==== Dataset records ====

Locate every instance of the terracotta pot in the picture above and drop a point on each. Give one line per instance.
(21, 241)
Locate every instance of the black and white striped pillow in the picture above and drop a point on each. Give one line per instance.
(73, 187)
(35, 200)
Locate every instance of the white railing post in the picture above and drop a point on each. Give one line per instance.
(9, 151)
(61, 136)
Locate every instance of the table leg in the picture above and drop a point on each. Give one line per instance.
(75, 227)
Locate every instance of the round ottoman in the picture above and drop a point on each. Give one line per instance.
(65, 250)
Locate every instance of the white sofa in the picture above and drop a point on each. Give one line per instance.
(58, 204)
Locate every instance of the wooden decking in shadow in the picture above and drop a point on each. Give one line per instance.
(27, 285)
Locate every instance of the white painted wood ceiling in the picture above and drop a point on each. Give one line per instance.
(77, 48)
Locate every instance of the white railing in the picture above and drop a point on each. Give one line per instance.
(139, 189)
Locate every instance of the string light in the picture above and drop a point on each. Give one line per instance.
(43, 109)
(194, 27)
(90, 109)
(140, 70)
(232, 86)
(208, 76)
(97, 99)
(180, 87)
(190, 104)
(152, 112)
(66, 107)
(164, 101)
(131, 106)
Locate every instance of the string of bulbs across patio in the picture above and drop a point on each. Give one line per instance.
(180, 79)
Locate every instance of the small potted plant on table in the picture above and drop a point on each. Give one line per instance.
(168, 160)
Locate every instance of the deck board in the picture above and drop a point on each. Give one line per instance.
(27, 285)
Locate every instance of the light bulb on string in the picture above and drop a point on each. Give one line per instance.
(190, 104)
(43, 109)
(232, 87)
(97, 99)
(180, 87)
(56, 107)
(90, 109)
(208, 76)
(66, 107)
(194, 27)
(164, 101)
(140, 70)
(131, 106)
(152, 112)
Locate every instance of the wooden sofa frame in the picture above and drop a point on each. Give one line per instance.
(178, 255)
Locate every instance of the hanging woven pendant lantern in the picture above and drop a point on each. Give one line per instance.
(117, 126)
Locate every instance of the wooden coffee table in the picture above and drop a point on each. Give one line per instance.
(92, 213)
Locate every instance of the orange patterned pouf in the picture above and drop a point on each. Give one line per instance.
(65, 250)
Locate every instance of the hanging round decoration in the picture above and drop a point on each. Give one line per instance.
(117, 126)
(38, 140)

====

Written instruction → Copy out verbatim the lines from the one containing "Locate every instance of the wooden sofa" through the end of the lines above, including both.

Worked answer →
Locate every instance of the wooden sofa frame in the picture above and drop a point on each. Give one line per instance.
(178, 255)
Locate every instance of the hanging woven pendant lantern in the picture above and drop a point on each. Give one line per instance.
(117, 126)
Locate every instance of the wooden coffee table in the picture above and drop a point on each. Give one line per instance.
(92, 213)
Locate every instance of the orange patterned pouf in the picture above and drop a point on each. Give one line per instance.
(65, 250)
Locate every instance of the hanging round decoration in the picture above and drop a point on each. Give one line per instance.
(117, 126)
(38, 140)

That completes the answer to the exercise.